start Material for this task

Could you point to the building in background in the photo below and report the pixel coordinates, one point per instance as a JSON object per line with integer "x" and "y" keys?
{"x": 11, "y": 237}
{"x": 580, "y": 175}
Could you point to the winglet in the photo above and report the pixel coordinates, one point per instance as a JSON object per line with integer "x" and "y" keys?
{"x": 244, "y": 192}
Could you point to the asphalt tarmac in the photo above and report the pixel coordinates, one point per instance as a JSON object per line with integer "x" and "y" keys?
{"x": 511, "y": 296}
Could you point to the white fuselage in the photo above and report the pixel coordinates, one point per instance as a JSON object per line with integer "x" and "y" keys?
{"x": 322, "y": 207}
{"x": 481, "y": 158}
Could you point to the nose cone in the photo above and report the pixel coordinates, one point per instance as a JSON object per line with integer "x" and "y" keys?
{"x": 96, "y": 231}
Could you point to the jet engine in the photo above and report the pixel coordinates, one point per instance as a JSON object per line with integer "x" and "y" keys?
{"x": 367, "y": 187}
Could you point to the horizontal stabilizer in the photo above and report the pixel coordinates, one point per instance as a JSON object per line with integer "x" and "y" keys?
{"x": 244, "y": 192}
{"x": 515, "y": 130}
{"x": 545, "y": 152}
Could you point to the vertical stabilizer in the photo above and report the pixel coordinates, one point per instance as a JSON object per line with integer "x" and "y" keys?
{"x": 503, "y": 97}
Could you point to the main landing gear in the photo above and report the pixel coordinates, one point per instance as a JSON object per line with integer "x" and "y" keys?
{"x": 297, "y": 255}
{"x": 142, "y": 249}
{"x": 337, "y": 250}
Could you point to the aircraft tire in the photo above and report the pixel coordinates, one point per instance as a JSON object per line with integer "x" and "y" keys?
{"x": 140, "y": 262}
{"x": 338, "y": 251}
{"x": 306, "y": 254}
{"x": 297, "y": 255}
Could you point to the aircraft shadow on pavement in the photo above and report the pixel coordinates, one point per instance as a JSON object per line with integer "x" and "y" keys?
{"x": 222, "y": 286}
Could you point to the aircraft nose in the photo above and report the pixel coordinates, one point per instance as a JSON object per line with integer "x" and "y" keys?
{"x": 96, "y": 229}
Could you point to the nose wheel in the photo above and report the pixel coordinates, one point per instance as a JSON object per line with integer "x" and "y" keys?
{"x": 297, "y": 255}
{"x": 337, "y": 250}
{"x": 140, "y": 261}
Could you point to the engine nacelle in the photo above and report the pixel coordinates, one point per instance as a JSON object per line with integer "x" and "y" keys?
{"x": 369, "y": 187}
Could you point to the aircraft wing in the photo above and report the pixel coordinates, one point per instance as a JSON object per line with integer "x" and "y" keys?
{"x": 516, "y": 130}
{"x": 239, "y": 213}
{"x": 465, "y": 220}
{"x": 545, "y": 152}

end Material for this task

**Problem statement**.
Could you quote the rows above word for word, from the line containing "Could you point to the aircraft shadow" through the last row, with both of those lines included?

**Task result**.
Could you point to the aircraft shadow on pavement in the photo above and report the pixel coordinates, one point per instance as a JSON object per line with integer "x" and "y" keys?
{"x": 222, "y": 286}
Could you point to the aircraft nose in the photo above and report the pixel coordinates, one point per instance as a JSON object per line with integer "x" and "y" keys?
{"x": 96, "y": 229}
Could you point to the nose wheel in the photo above and report the pixel coordinates, one point per instance as a JSON object per line with integer "x" and "y" keys?
{"x": 297, "y": 255}
{"x": 337, "y": 250}
{"x": 140, "y": 261}
Could you point to the engine nacelle in the photo above and report the pixel coordinates, one point per instance as a JSON object per line with integer "x" and "y" keys?
{"x": 369, "y": 187}
Could you point to the aircraft wing in the photo above and report the pixel coordinates, one point per instance as a JSON object per line with integer "x" and "y" keys?
{"x": 516, "y": 130}
{"x": 239, "y": 213}
{"x": 465, "y": 220}
{"x": 545, "y": 152}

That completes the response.